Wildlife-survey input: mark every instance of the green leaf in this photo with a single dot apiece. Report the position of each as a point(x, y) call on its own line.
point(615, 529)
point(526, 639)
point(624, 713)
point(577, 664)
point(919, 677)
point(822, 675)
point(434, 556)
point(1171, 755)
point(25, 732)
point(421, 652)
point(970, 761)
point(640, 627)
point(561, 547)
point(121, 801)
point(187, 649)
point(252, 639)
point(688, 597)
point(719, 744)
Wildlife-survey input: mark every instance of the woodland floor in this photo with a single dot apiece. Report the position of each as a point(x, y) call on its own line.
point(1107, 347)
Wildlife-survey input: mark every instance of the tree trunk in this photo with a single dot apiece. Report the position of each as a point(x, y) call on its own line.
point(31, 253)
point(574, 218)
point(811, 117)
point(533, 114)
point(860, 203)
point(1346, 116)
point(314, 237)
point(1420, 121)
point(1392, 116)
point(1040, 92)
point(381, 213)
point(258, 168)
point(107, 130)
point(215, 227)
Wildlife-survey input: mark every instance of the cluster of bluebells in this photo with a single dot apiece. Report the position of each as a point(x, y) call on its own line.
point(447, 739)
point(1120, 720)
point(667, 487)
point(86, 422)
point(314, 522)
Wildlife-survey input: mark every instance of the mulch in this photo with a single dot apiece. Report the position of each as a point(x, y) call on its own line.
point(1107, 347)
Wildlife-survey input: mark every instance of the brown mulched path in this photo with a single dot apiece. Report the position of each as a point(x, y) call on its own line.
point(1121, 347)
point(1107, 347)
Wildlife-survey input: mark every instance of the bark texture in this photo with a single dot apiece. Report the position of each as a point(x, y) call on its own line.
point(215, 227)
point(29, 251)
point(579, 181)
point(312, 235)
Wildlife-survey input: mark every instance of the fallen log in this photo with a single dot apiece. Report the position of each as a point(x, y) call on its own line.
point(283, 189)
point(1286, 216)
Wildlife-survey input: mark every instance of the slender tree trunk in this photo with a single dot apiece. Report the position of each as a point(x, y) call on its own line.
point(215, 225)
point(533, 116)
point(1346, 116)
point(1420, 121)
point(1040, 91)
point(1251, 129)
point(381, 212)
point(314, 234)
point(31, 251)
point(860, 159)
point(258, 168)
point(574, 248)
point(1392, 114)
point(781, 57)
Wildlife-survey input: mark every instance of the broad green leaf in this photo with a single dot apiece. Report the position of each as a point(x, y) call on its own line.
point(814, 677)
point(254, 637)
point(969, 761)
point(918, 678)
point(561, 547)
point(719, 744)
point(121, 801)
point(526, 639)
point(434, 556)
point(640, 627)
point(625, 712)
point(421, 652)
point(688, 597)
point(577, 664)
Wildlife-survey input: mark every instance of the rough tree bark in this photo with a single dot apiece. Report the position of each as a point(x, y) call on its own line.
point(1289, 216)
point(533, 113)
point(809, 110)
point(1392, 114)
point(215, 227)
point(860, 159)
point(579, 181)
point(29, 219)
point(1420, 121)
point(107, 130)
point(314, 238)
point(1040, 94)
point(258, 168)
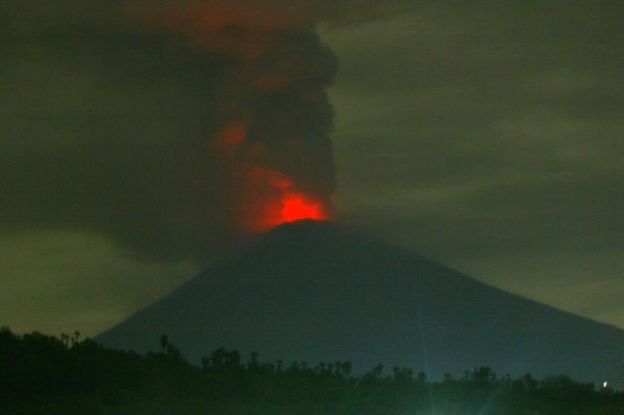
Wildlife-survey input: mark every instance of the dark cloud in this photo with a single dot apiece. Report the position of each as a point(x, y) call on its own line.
point(489, 135)
point(144, 122)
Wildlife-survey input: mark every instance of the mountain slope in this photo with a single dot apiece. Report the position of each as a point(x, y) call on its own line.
point(316, 292)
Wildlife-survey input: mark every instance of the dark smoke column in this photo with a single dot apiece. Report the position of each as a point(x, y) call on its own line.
point(274, 146)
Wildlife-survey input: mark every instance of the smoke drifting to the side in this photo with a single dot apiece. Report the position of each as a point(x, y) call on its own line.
point(173, 129)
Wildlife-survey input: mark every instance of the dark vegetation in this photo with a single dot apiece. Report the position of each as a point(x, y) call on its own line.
point(42, 374)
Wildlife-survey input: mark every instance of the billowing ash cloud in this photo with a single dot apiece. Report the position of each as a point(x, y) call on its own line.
point(173, 129)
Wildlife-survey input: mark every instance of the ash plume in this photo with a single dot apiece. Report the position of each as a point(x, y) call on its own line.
point(173, 129)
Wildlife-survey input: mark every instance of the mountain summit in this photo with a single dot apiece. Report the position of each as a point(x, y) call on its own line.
point(314, 291)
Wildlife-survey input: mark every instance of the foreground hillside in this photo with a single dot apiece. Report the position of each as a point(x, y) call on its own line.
point(320, 292)
point(46, 375)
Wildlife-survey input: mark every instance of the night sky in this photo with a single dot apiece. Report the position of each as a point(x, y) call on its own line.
point(139, 143)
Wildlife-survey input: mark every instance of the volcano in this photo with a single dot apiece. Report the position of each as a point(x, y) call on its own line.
point(314, 291)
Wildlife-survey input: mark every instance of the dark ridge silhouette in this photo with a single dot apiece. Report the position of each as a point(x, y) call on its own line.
point(317, 292)
point(45, 375)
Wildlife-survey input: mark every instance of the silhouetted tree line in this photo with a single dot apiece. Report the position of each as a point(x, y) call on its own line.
point(41, 374)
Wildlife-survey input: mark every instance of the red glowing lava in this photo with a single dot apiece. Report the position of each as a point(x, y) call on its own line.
point(275, 199)
point(296, 207)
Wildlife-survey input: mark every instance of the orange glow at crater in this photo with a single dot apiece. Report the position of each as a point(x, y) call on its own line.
point(277, 200)
point(296, 207)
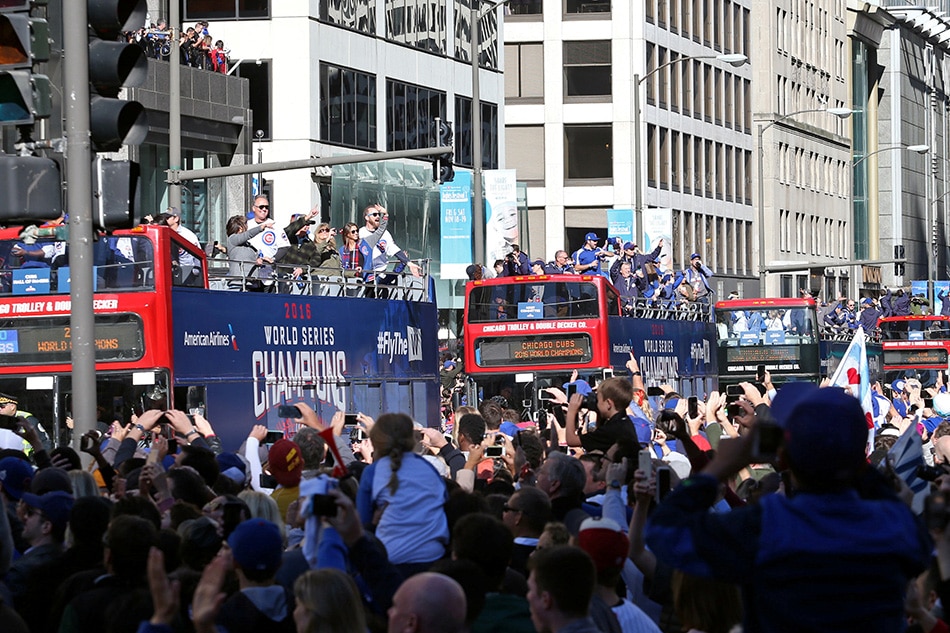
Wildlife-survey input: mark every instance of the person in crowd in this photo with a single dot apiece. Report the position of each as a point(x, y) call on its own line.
point(588, 258)
point(525, 514)
point(822, 557)
point(328, 601)
point(697, 277)
point(428, 603)
point(260, 604)
point(378, 245)
point(605, 542)
point(408, 492)
point(560, 588)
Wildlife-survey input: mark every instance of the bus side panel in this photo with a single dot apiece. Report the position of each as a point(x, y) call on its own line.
point(254, 352)
point(666, 350)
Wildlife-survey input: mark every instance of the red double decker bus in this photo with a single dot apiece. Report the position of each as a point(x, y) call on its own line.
point(915, 347)
point(543, 327)
point(164, 338)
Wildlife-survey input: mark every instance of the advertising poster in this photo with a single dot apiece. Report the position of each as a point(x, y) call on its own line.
point(501, 213)
point(657, 225)
point(455, 213)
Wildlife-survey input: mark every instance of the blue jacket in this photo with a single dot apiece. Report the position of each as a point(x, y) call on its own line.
point(813, 562)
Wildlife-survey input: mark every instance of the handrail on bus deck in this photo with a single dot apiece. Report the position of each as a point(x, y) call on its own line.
point(325, 282)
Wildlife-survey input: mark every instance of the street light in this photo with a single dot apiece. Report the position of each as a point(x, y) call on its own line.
point(733, 59)
point(478, 211)
point(841, 113)
point(917, 149)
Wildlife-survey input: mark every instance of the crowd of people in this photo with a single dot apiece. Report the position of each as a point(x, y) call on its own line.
point(640, 278)
point(614, 512)
point(196, 46)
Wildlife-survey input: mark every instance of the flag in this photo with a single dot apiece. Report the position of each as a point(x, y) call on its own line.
point(853, 374)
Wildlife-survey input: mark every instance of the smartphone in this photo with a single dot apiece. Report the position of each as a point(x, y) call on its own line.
point(766, 439)
point(288, 411)
point(692, 407)
point(646, 461)
point(664, 483)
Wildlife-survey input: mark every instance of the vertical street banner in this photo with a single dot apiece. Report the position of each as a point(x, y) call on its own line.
point(658, 225)
point(455, 213)
point(501, 214)
point(620, 224)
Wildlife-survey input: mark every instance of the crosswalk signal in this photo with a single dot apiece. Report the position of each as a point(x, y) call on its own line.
point(442, 168)
point(114, 65)
point(25, 94)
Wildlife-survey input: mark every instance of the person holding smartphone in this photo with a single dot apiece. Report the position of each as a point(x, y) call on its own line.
point(822, 558)
point(613, 398)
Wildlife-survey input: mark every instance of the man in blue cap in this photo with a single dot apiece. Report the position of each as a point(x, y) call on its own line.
point(587, 259)
point(820, 557)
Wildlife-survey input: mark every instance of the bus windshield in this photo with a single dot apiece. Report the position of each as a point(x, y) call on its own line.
point(534, 300)
point(770, 326)
point(41, 265)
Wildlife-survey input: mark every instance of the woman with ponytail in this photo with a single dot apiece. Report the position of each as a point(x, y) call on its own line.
point(403, 496)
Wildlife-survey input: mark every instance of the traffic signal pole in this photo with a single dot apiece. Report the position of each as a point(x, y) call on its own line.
point(78, 196)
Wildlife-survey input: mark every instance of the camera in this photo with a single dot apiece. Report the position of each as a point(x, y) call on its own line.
point(317, 499)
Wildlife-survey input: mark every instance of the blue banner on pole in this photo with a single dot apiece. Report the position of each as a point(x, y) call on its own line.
point(455, 213)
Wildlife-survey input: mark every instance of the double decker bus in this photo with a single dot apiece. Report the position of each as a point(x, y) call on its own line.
point(785, 336)
point(164, 338)
point(547, 326)
point(915, 347)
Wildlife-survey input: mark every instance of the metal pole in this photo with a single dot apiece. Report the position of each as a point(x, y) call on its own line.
point(181, 175)
point(79, 207)
point(174, 102)
point(761, 164)
point(478, 211)
point(637, 175)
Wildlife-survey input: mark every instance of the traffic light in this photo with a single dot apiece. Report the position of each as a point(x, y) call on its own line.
point(24, 41)
point(115, 193)
point(114, 65)
point(30, 189)
point(442, 167)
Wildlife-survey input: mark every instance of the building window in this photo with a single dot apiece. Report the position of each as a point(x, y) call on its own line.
point(416, 23)
point(463, 133)
point(357, 15)
point(588, 151)
point(347, 107)
point(587, 6)
point(410, 115)
point(224, 9)
point(587, 68)
point(487, 33)
point(257, 74)
point(524, 76)
point(524, 151)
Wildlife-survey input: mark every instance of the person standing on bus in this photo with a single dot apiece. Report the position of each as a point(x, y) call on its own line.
point(588, 258)
point(379, 251)
point(697, 276)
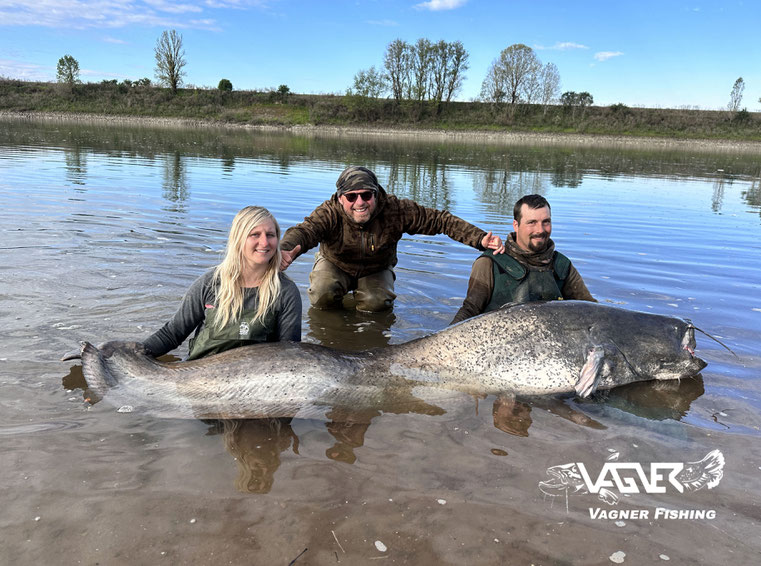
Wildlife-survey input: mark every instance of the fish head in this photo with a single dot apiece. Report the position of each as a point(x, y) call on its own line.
point(563, 478)
point(663, 348)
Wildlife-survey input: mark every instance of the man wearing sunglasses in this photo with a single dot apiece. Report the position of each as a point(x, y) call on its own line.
point(358, 229)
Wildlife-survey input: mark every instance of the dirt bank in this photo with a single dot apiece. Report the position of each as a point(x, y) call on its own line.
point(469, 136)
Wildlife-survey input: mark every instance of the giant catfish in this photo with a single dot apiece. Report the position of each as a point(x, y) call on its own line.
point(554, 347)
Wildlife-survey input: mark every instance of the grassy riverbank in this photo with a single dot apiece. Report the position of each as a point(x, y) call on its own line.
point(280, 109)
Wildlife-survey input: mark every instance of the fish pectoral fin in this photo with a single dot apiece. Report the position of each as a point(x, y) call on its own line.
point(589, 376)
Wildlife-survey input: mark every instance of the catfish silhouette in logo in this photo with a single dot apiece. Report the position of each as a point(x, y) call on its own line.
point(566, 479)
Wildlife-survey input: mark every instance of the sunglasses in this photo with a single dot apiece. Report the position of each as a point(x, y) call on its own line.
point(364, 195)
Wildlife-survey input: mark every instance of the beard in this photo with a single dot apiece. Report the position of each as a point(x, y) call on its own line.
point(539, 244)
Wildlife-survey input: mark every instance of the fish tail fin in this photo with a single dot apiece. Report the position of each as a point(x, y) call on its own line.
point(74, 354)
point(96, 372)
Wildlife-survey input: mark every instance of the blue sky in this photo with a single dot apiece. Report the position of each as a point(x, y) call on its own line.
point(664, 53)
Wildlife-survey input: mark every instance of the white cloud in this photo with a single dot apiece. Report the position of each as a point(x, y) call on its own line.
point(562, 46)
point(605, 55)
point(438, 5)
point(24, 71)
point(113, 14)
point(384, 23)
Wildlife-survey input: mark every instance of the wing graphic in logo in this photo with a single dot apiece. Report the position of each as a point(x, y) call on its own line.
point(704, 473)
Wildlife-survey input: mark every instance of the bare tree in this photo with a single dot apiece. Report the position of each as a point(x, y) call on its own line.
point(420, 68)
point(735, 97)
point(170, 59)
point(512, 76)
point(67, 71)
point(457, 64)
point(396, 61)
point(550, 85)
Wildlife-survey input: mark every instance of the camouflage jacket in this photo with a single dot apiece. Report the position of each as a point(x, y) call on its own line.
point(363, 249)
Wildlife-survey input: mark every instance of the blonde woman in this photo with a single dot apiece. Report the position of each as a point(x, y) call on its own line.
point(244, 300)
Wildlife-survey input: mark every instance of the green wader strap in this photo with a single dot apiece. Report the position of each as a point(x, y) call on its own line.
point(236, 333)
point(514, 283)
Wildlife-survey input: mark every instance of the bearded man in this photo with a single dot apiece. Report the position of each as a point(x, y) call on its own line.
point(529, 270)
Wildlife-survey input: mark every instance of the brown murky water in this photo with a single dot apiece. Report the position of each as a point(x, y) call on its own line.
point(102, 230)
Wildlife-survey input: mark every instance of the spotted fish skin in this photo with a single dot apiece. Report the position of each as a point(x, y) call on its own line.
point(532, 349)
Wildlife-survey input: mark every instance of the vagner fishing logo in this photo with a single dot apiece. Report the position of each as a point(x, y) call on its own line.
point(628, 478)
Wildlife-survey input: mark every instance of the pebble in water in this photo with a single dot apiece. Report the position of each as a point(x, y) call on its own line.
point(618, 557)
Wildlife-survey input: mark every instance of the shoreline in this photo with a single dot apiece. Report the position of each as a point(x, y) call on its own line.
point(465, 136)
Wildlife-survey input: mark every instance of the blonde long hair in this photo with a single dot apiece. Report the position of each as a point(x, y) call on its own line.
point(228, 275)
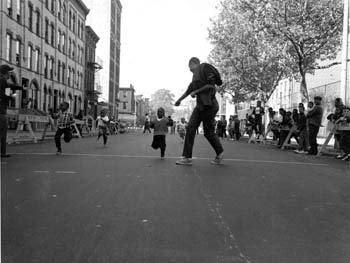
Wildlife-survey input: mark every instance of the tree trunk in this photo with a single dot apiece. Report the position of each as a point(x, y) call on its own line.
point(303, 89)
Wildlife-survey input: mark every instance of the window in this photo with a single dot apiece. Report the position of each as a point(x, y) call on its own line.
point(46, 31)
point(18, 52)
point(70, 19)
point(69, 76)
point(18, 11)
point(59, 9)
point(73, 77)
point(63, 72)
point(78, 28)
point(52, 35)
point(64, 13)
point(51, 67)
point(46, 64)
point(81, 56)
point(70, 47)
point(73, 50)
point(37, 26)
point(30, 17)
point(59, 70)
point(9, 7)
point(36, 60)
point(73, 25)
point(8, 47)
point(29, 57)
point(53, 6)
point(78, 78)
point(63, 41)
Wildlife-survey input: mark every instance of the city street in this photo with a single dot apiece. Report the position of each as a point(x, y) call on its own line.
point(122, 203)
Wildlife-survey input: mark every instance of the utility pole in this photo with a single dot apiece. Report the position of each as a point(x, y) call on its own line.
point(344, 83)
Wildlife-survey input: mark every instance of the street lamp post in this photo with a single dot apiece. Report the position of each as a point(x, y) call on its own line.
point(344, 87)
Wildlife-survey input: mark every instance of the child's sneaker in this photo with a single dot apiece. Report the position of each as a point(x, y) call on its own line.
point(184, 161)
point(218, 159)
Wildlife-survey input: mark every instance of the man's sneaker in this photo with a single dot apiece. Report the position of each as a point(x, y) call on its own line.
point(184, 161)
point(218, 159)
point(347, 157)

★ ★ ★ ★

▸ Task directions:
Reproduce the rows from the start through the line that contains "point(314, 522)", inclusive, substituting "single marker" for "single dot" wherever it occurs and leaving everything else unchanged.

▸ Exercise response:
Wildlife-survey input: mark every instance of the green leaf in this photo with a single marker apiece. Report the position of each as a point(x, y) call on its own line.
point(615, 529)
point(526, 639)
point(624, 713)
point(577, 664)
point(919, 677)
point(822, 675)
point(434, 556)
point(1171, 755)
point(25, 732)
point(421, 652)
point(970, 761)
point(640, 627)
point(561, 547)
point(121, 801)
point(187, 649)
point(252, 639)
point(688, 597)
point(719, 744)
Wildlife-survey input: mark every instance of the woodland floor in this photo with a single marker apiece. Report the position of each as a point(x, y) call on its own line.
point(1107, 347)
Wildlife-survey input: mark every instance of the tree trunk in this photo with a single marker apiece. Report the position of each as a point(x, y) call on its own line.
point(31, 253)
point(574, 218)
point(811, 117)
point(533, 114)
point(860, 203)
point(1346, 116)
point(314, 237)
point(1420, 121)
point(1392, 116)
point(1040, 92)
point(381, 213)
point(258, 168)
point(107, 130)
point(215, 227)
Wildlife-survey input: mark every instance of the cluster of bluebells in this photo with a single marker apiece. Report the position of each as a point(x, y) call on its own line.
point(447, 739)
point(1120, 720)
point(667, 487)
point(86, 422)
point(314, 522)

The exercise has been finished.